TASK BRIEF: In full and without alteration, print the entries that follow.

Stored entries:
■ ■ ■ ■ ■
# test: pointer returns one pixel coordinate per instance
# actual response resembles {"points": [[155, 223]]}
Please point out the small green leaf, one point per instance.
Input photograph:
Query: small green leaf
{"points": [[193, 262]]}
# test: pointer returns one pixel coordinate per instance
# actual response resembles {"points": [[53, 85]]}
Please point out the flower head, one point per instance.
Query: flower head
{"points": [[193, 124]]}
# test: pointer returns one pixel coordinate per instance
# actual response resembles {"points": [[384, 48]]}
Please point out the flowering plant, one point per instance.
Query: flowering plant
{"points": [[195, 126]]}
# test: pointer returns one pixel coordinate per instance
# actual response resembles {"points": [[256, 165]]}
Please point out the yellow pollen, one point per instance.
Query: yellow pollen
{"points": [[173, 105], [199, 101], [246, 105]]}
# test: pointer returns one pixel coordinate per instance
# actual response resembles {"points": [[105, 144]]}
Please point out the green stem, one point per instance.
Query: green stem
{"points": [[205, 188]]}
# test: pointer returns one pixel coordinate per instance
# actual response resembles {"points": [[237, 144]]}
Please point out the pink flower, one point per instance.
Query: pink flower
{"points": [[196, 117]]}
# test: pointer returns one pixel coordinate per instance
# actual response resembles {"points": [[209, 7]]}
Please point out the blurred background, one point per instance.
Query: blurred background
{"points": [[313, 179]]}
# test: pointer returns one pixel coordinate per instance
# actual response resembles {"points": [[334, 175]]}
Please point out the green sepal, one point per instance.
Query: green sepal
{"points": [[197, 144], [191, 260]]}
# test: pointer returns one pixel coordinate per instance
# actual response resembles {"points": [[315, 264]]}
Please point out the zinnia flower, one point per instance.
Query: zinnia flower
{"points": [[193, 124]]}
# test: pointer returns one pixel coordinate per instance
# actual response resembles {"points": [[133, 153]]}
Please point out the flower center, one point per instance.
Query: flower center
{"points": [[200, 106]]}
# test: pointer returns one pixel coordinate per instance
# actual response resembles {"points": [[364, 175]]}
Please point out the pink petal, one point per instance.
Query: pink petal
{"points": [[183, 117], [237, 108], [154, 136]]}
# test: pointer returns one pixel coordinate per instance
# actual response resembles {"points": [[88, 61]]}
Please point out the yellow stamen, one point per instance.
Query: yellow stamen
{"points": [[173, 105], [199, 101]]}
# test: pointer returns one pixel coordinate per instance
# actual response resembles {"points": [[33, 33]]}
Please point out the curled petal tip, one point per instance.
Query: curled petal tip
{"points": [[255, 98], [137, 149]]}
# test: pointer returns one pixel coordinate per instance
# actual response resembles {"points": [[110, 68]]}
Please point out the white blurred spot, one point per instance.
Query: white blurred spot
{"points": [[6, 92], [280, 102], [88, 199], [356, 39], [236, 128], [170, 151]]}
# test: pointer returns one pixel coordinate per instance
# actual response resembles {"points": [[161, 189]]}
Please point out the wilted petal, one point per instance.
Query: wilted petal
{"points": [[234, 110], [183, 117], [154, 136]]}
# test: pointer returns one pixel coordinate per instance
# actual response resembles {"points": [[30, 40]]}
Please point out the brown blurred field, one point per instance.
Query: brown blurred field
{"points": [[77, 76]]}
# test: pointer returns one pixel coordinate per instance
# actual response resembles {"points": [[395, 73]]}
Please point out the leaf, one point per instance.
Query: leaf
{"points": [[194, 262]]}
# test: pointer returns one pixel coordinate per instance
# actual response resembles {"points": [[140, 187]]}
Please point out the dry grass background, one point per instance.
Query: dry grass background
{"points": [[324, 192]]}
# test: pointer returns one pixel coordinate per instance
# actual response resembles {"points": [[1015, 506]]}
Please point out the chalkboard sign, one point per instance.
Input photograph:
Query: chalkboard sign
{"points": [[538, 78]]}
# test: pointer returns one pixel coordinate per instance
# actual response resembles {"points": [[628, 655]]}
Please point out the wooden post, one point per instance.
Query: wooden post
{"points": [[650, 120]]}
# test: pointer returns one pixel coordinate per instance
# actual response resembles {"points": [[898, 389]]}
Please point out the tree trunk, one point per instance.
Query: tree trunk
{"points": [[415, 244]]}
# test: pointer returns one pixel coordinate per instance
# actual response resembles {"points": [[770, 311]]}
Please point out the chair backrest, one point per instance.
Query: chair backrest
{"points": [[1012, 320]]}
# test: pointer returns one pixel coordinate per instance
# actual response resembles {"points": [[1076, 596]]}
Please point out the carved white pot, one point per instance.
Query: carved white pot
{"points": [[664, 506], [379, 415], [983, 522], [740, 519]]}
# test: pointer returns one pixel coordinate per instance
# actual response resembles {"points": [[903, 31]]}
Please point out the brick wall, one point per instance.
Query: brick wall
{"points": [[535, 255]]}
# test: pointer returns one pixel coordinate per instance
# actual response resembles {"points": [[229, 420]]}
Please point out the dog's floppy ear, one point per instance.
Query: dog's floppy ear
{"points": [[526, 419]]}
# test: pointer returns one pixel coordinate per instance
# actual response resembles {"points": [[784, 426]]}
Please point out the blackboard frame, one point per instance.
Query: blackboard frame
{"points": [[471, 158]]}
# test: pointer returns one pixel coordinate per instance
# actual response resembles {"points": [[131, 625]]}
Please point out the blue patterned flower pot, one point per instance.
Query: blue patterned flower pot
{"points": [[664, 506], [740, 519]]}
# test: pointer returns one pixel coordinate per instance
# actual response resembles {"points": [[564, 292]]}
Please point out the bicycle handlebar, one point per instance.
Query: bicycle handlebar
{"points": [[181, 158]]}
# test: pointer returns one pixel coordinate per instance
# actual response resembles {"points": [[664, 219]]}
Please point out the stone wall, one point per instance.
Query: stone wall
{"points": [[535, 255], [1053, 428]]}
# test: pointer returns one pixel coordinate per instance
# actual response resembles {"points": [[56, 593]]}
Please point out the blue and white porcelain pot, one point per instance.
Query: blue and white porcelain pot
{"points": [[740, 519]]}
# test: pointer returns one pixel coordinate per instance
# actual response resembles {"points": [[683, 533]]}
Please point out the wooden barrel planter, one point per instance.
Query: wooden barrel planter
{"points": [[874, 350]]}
■ ■ ■ ■ ■
RESPONSE BELOW:
# test: pointer returns one pixel coordinate per instance
# actual response resembles {"points": [[155, 223]]}
Please point out the small green leaf, one point per instance.
Input photograph:
Query: small green leaf
{"points": [[193, 262]]}
# test: pointer returns one pixel coordinate per instance
# actual response resembles {"points": [[53, 85]]}
Please point out the flower head, one point per instance.
Query: flower head
{"points": [[193, 124]]}
# test: pointer returns one pixel coordinate per instance
# actual response resembles {"points": [[384, 48]]}
Please point out the flowering plant, one point per instance.
Query: flowering plant
{"points": [[195, 126]]}
# test: pointer returns one pixel coordinate per instance
# actual response resembles {"points": [[256, 165]]}
Please point out the yellow pollen, one point per instance.
Query: yellow pollen
{"points": [[173, 105], [199, 101], [246, 105]]}
# test: pointer returns one pixel coordinate per instance
# actual response resembles {"points": [[105, 144]]}
Please point out the green stem, one point per instance.
Query: green stem
{"points": [[205, 188]]}
# test: pointer returns one pixel coordinate per instance
# actual response resembles {"points": [[237, 144]]}
Please point out the pink flower, one point per instance.
Query: pink flower
{"points": [[196, 117]]}
# test: pointer returns one pixel coordinate per instance
# actual response resembles {"points": [[209, 7]]}
Please point out the blurred background, one point per instance.
Query: blurred background
{"points": [[313, 179]]}
# test: pointer returns one pixel coordinate per instance
# actual response resembles {"points": [[334, 175]]}
Please point out the green sepal, one point per instance.
Query: green sepal
{"points": [[197, 144], [191, 260]]}
# test: pointer returns one pixel coordinate per instance
# actual response resembles {"points": [[315, 264]]}
Please point out the zinnia flower, one point per instance.
Query: zinnia flower
{"points": [[193, 124]]}
# test: pointer returns one pixel coordinate per instance
# actual response resembles {"points": [[133, 153]]}
Please point out the flower center, one point per instance.
Query: flower center
{"points": [[200, 106]]}
# test: pointer returns one pixel coordinate per instance
# actual response resembles {"points": [[364, 175]]}
Please point out the pink petal, one point per instance.
Query: pink petal
{"points": [[183, 117], [237, 108], [154, 136]]}
# test: pointer returns one pixel coordinate per instance
# actual response resembles {"points": [[88, 61]]}
Please point out the yellow stamen, one point per instance.
Query: yellow stamen
{"points": [[173, 105], [199, 101]]}
# test: pointer returns one pixel coordinate per instance
# actual response resembles {"points": [[33, 33]]}
Please point out the curled petal tip, one point per instance.
Query: curled petal tip
{"points": [[255, 98], [137, 149]]}
# test: pointer returns one pixel coordinate per instance
# actual response resembles {"points": [[110, 68]]}
Please point out the white blurred spot, one point per instance.
Query: white blurred spot
{"points": [[6, 92], [280, 102], [88, 199], [356, 39], [236, 128], [170, 151]]}
# test: pointer returns one pixel coordinate per instance
# actual response resembles {"points": [[161, 189]]}
Please point out the wilted petal, one point per instance.
Query: wilted petal
{"points": [[234, 110], [183, 117], [154, 136]]}
# test: pointer returns one pixel coordinate per instance
# actual response resembles {"points": [[30, 40]]}
Please point out the brown blurred field, one point per instance.
Query: brown blurred field
{"points": [[77, 76]]}
# test: pointer returns one pixel coordinate per instance
# actual response resembles {"points": [[395, 73]]}
Please point out the leaf, one point per instance.
Query: leaf
{"points": [[194, 262]]}
# test: pointer returns one pixel coordinate per instance
# actual response resembles {"points": [[140, 187]]}
Please point out the dry grass background, one point per instance.
Query: dry grass background
{"points": [[324, 192]]}
# test: pointer returns one pixel coordinate per instance
# actual response resembles {"points": [[1015, 506]]}
Please point out the chalkboard sign, one point per instance.
Input photograph:
Query: chalkboard sign
{"points": [[538, 78]]}
# test: pointer returns one pixel coordinate per instance
# actual response resembles {"points": [[628, 655]]}
Please point out the wooden post, one point per instance.
Query: wooden post
{"points": [[650, 120]]}
# test: pointer returns one pixel coordinate per instance
# actual response resembles {"points": [[898, 389]]}
Please point out the tree trunk, one point per instance.
Query: tree trunk
{"points": [[415, 244]]}
# test: pointer returns one pixel coordinate per instance
# actual response resembles {"points": [[770, 311]]}
Please point out the chair backrest, one point per instance.
Query: chair backrest
{"points": [[1012, 320]]}
# test: pointer returns one pixel coordinate per instance
# actual response resembles {"points": [[1076, 596]]}
Please point out the carved white pot, one point per instance.
Query: carved white pot
{"points": [[664, 506], [379, 415], [983, 522], [740, 519]]}
# test: pointer returns one pixel coordinate per instance
# actual response resembles {"points": [[903, 31]]}
Please point out the brick wall, one point per instance.
Query: brick wall
{"points": [[535, 255]]}
# test: pointer returns one pixel coordinate per instance
# actual response resembles {"points": [[229, 420]]}
Please point out the dog's floppy ear, one point per instance.
Query: dog's floppy ear
{"points": [[526, 419]]}
# test: pointer returns one pixel coordinate per instance
# actual response resembles {"points": [[784, 426]]}
Please point out the blackboard frame, one point per instance.
Query: blackboard frame
{"points": [[471, 158]]}
# test: pointer returns one pixel coordinate per instance
# actual response resembles {"points": [[131, 625]]}
Please point out the blue patterned flower pot, one point per instance.
Query: blue patterned flower pot
{"points": [[664, 506], [740, 519]]}
# test: pointer returns one pixel coordinate per instance
# actual response resembles {"points": [[564, 292]]}
Please point out the bicycle handlebar, one point per instance.
Query: bicycle handlebar
{"points": [[181, 158]]}
# test: pointer returns one pixel coordinate per instance
# actual response resembles {"points": [[664, 219]]}
Please point out the stone wall, one point per instance.
Query: stone wall
{"points": [[535, 255], [1053, 428]]}
# test: pointer returns one pixel coordinate per instance
# actual response resembles {"points": [[56, 593]]}
Please point out the blue and white porcelain pot, one point per instance.
Query: blue and white porcelain pot
{"points": [[740, 519]]}
# test: pointer returns one pixel coordinate per instance
# actual response resembles {"points": [[683, 533]]}
Please point out the wooden barrel planter, one point per instance.
Query: wooden barrel planter
{"points": [[874, 350]]}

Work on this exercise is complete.